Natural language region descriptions
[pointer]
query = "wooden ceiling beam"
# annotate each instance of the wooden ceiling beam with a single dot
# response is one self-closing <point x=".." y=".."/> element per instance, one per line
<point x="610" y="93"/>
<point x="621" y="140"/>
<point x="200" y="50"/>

# Your task:
Write each record out again exactly.

# Result:
[pointer]
query = "wooden ceiling beam"
# annotate each instance of the wooden ceiling beam with a single dot
# response is one self-closing <point x=".." y=".."/> element per instance, one per line
<point x="610" y="93"/>
<point x="621" y="140"/>
<point x="200" y="50"/>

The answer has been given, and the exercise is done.